▶ **Teks Bacaan**:
=-=-=

7. **Tidak Ada Kebenaran Abstrak, Kebenaran Selalu Konkret**
Meskipun kebenaran objektif, dengan komponennya yang mencakup aspek relatif dan absolut, adalah suatu proses, kebenaran juga merupakan hasil pemikiran yang konkret dan historis. Tidak ada kebenaran yang bersifat abstrak; kebenaran selalu bersifat konkret. Ini adalah prinsip utama dalam Marxisme-Leninisme. Apa maknanya?
Artinya, pertama-tama, setiap pernyataan yang benar harus dilihat dalam konteks sejarahnya. Pernyataan tersebut memiliki isi yang nyata dan konkret. Kebenaran hanya tetap valid dalam kondisi spesifik di mana terdapat hubungan yang tepat antara pikiran dan realitas. Setiap kebenaran harus dipandang sebagai sesuatu yang relatif terhadap kondisi tertentu. Dalam kondisi yang berbeda, kebenaran tersebut bisa berubah menjadi kesalahan.
Keberadaan konkret dari kebenaran berarti bahwa pengetahuan kita tentang objek dan fenomena di dunia luar harus merupakan kesatuan dari berbagai aspek, lebih dari sekadar refleksi satu aspek dari kenyataan tersebut. Setiap objek material memiliki serangkaian sifat dan hubungan dengan objek lain; lebih dari itu, objek tidak hanya memiliki kualitas umum tetapi juga kualitas uniknya.

=-=-=

▶ **Soal Latihan 1**:
Menurut bacaan tentang kebenaran konkret, prinsip bahwa kebenaran selalu bersifat konkret merupakan prinsip utama dalam aliran apa?
▶ **Soal Latihan 2**:
Daftarkan semua hal yang menurut bacaan tentang kebenaran konkret dimiliki oleh setiap objek material.

=-=-=

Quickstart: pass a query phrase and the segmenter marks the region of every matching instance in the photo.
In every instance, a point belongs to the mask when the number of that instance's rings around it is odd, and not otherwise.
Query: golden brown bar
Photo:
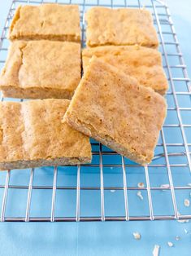
[[[166,117],[165,99],[93,57],[64,116],[74,129],[140,163],[150,163]]]
[[[151,13],[145,9],[93,7],[86,14],[86,44],[135,45],[157,48]]]
[[[22,6],[15,11],[9,39],[80,42],[77,5]]]
[[[0,103],[0,170],[91,161],[87,136],[63,117],[67,99]]]
[[[0,76],[5,97],[71,99],[80,81],[80,45],[14,41]]]
[[[137,78],[141,85],[150,87],[161,95],[164,95],[168,89],[161,54],[155,49],[137,45],[86,48],[82,52],[84,72],[93,55]]]

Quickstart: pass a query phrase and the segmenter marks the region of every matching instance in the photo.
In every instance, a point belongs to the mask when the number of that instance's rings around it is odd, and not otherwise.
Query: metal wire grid
[[[191,189],[191,187],[189,185],[184,185],[184,186],[176,186],[174,185],[173,179],[172,179],[172,170],[171,169],[174,167],[177,168],[188,168],[188,171],[191,171],[191,161],[190,161],[190,152],[189,152],[189,147],[191,146],[191,141],[188,143],[187,141],[187,134],[185,132],[185,129],[189,129],[191,127],[190,122],[188,124],[184,124],[182,120],[182,111],[185,111],[187,113],[191,111],[191,106],[189,105],[189,107],[181,107],[180,106],[180,99],[179,97],[190,97],[190,87],[189,87],[189,78],[188,77],[186,66],[183,59],[183,55],[181,54],[180,45],[177,41],[176,33],[175,32],[175,29],[173,26],[173,23],[169,13],[169,10],[167,7],[161,1],[154,1],[154,0],[148,0],[148,1],[133,1],[132,3],[130,3],[130,1],[124,0],[124,2],[117,1],[116,2],[115,1],[111,0],[111,2],[108,2],[108,1],[99,1],[93,2],[93,1],[88,1],[85,2],[85,0],[78,2],[76,1],[59,1],[59,3],[64,3],[64,4],[70,4],[70,3],[77,3],[80,7],[80,23],[81,23],[81,29],[82,29],[82,46],[85,46],[85,12],[86,10],[91,7],[93,6],[104,6],[108,7],[111,8],[116,8],[116,7],[141,7],[143,5],[148,8],[150,11],[152,11],[154,15],[154,24],[156,25],[156,29],[158,30],[158,38],[160,39],[160,49],[163,54],[163,62],[164,62],[164,68],[167,71],[167,76],[169,80],[170,84],[170,90],[167,92],[167,101],[168,104],[170,103],[170,98],[173,99],[174,105],[171,106],[169,104],[168,107],[168,113],[170,112],[176,112],[177,114],[177,121],[173,121],[173,123],[171,124],[165,124],[161,130],[161,139],[157,145],[157,148],[163,148],[163,152],[161,153],[156,153],[154,157],[154,160],[153,162],[149,165],[148,166],[142,167],[141,166],[135,165],[134,163],[131,161],[126,161],[126,159],[124,157],[121,157],[121,162],[120,164],[115,163],[115,160],[112,160],[112,157],[114,156],[119,157],[119,154],[114,152],[111,152],[108,150],[104,150],[102,148],[103,146],[101,143],[98,143],[97,142],[93,142],[92,146],[97,147],[98,149],[93,150],[93,157],[97,156],[98,157],[98,161],[95,161],[95,163],[92,163],[89,165],[81,165],[76,166],[77,171],[76,171],[76,185],[75,186],[58,186],[58,167],[54,167],[54,176],[53,176],[53,183],[51,186],[37,186],[33,185],[33,179],[34,179],[34,173],[37,172],[37,170],[34,168],[31,169],[30,170],[30,178],[29,178],[29,183],[28,185],[11,185],[10,184],[10,179],[11,179],[11,171],[7,170],[7,176],[6,176],[6,181],[5,184],[0,185],[0,190],[3,190],[3,196],[2,196],[2,211],[1,211],[1,217],[0,221],[23,221],[23,222],[29,222],[29,221],[48,221],[48,222],[54,222],[54,221],[108,221],[108,220],[154,220],[154,219],[189,219],[191,218],[191,212],[186,214],[180,214],[178,211],[178,206],[177,206],[177,198],[176,196],[176,192],[184,192],[189,191]],[[54,1],[57,2],[58,1]],[[40,4],[40,3],[45,3],[47,2],[45,1],[30,1],[30,0],[14,0],[12,2],[12,4],[10,7],[9,13],[7,15],[7,18],[6,20],[6,24],[4,26],[4,29],[2,30],[1,41],[0,41],[0,47],[1,47],[1,52],[7,52],[7,29],[9,28],[10,21],[12,19],[14,11],[16,8],[16,7],[19,4]],[[49,1],[50,2],[50,1]],[[166,31],[165,29],[163,29],[163,26],[167,25],[168,27],[168,30]],[[172,37],[172,40],[166,41],[165,37],[166,36],[171,36]],[[5,46],[4,46],[5,45]],[[171,46],[173,48],[172,51],[168,51],[167,48],[168,46]],[[170,64],[169,58],[177,58],[178,60],[178,64]],[[5,60],[0,60],[0,64],[3,64],[5,62]],[[180,70],[182,72],[181,76],[180,77],[174,77],[173,76],[173,70]],[[176,83],[184,83],[184,90],[176,90]],[[169,99],[168,99],[169,98]],[[4,100],[3,98],[2,98],[2,100]],[[189,98],[190,100],[190,98]],[[167,142],[168,135],[166,135],[165,129],[170,129],[170,132],[172,131],[172,129],[177,128],[180,131],[180,135],[182,136],[182,143],[176,143],[175,142]],[[174,138],[175,139],[175,138]],[[179,152],[178,150],[176,150],[176,148],[178,148],[179,147],[182,147],[184,149],[181,152]],[[168,148],[171,148],[172,152],[169,152]],[[103,162],[103,157],[105,156],[110,156],[111,160],[110,160],[109,163],[104,163]],[[164,158],[164,161],[158,163],[158,160],[160,160],[161,158]],[[171,157],[172,157],[173,161],[171,162]],[[175,161],[175,158],[173,157],[184,157],[186,161],[184,162],[176,163]],[[80,175],[81,175],[81,168],[83,166],[85,166],[89,171],[90,168],[98,168],[99,169],[99,179],[100,179],[100,185],[99,186],[81,186],[80,185]],[[115,168],[120,168],[121,169],[121,175],[123,177],[123,185],[118,186],[112,185],[112,186],[104,186],[104,172],[106,168],[110,167],[111,169]],[[160,187],[160,186],[151,186],[150,178],[150,170],[151,168],[154,168],[154,170],[157,170],[157,168],[163,167],[167,169],[167,177],[168,177],[168,183],[169,186],[166,186],[165,188]],[[73,167],[66,167],[68,169],[68,171],[70,172],[70,168]],[[138,186],[129,186],[128,185],[128,180],[129,176],[128,174],[127,170],[128,169],[137,169],[137,168],[144,168],[145,171],[145,183],[146,186],[145,188],[139,188]],[[15,170],[16,171],[16,170]],[[111,172],[114,171],[111,170]],[[133,176],[133,174],[132,174]],[[89,178],[91,179],[91,174],[89,174]],[[157,174],[155,174],[155,178],[157,179]],[[26,210],[25,210],[25,215],[22,217],[14,216],[14,217],[9,217],[6,215],[6,209],[7,209],[7,196],[8,192],[11,189],[21,189],[27,190],[28,191],[28,196],[27,196],[27,205],[26,205]],[[50,215],[48,217],[32,217],[30,216],[30,210],[31,210],[31,203],[32,203],[32,197],[33,197],[33,192],[35,190],[41,191],[41,190],[50,190],[52,192],[51,196],[51,210],[50,213]],[[72,190],[75,191],[76,193],[76,214],[73,217],[70,216],[57,216],[55,214],[55,207],[56,207],[56,194],[58,191],[59,190]],[[153,192],[154,191],[169,191],[171,194],[171,199],[172,202],[172,208],[173,212],[172,214],[154,214],[154,204],[155,203],[153,200]],[[91,216],[84,215],[82,216],[80,214],[80,194],[83,191],[86,191],[90,192],[91,191],[96,191],[100,194],[100,204],[101,204],[101,212],[100,214],[96,215],[93,214]],[[106,198],[106,192],[107,191],[121,191],[124,193],[124,199],[119,203],[124,205],[124,212],[122,216],[119,215],[113,215],[109,216],[106,215],[106,203],[105,203],[105,198]],[[147,193],[147,202],[149,205],[149,214],[130,214],[129,209],[132,206],[129,203],[129,196],[130,196],[130,192],[133,191],[141,191],[141,192],[145,192]],[[115,206],[114,206],[115,207]]]

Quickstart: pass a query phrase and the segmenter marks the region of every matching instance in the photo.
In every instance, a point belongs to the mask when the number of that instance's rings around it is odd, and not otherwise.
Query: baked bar
[[[80,45],[14,41],[0,76],[5,97],[71,99],[80,80]]]
[[[93,57],[64,116],[74,129],[140,163],[150,163],[166,117],[165,99]]]
[[[134,45],[156,48],[157,33],[145,9],[93,7],[86,14],[86,44]]]
[[[9,39],[80,42],[79,7],[59,4],[19,7]]]
[[[63,117],[67,99],[0,103],[0,170],[91,161],[87,136]]]
[[[93,55],[134,77],[141,85],[151,87],[161,95],[164,95],[168,89],[161,54],[155,49],[138,45],[86,48],[82,52],[84,71]]]

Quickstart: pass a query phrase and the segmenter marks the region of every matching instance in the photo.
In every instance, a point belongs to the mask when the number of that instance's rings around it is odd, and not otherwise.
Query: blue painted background
[[[189,76],[191,76],[190,1],[167,0],[166,2],[169,5],[181,50],[188,65],[188,71]],[[1,31],[11,1],[9,0],[0,2]],[[18,174],[15,173],[13,175],[18,175]],[[28,174],[19,173],[18,183],[20,182],[21,176],[23,180],[24,179],[28,180],[28,176],[24,177],[24,175],[27,176]],[[52,180],[51,175],[52,173],[50,172],[50,180]],[[0,178],[4,179],[3,175]],[[47,201],[50,200],[50,196],[48,195]],[[22,211],[20,201],[26,198],[26,195],[23,194],[22,196],[23,198],[18,198],[15,195],[15,197],[11,201],[11,205],[7,205],[7,211],[10,210],[10,214],[11,214],[11,211],[13,205],[19,205],[17,207],[17,210],[19,209],[18,214]],[[90,204],[91,202],[87,203]],[[45,207],[44,205],[37,206],[39,208]],[[72,209],[71,209],[71,211],[72,211]],[[184,232],[184,228],[188,230],[187,234]],[[133,239],[133,232],[139,232],[141,234],[141,241]],[[181,240],[176,241],[175,240],[176,236],[180,236]],[[169,248],[167,245],[167,241],[173,242],[175,246]],[[191,255],[190,223],[155,221],[0,223],[0,255],[147,256],[152,255],[152,250],[155,244],[161,246],[160,255],[163,256]]]

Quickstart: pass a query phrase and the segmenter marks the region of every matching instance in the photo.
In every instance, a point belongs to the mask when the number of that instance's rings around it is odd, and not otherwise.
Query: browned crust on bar
[[[9,39],[80,42],[77,5],[22,6],[15,11]]]
[[[71,99],[80,81],[80,45],[14,41],[0,76],[4,96]]]
[[[131,160],[147,164],[154,157],[166,111],[160,95],[93,57],[64,120]]]
[[[151,13],[145,9],[95,7],[86,13],[86,44],[135,45],[157,48],[158,40]]]
[[[90,162],[89,138],[62,120],[69,103],[0,103],[0,170]]]
[[[82,51],[84,72],[95,55],[137,79],[142,86],[164,95],[168,83],[162,66],[162,57],[155,49],[140,46],[106,46],[86,48]]]

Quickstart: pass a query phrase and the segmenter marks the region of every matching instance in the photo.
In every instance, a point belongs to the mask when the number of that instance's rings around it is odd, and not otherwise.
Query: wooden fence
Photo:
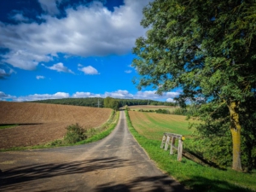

=-=-=

▶ **Jawaban Latihan 1**:
Marxisme-Leninisme

▶ **Jawaban Latihan 2**:
- Serangkaian sifat
- Hubungan dengan objek lain
- Kualitas umum
- Kualitas unik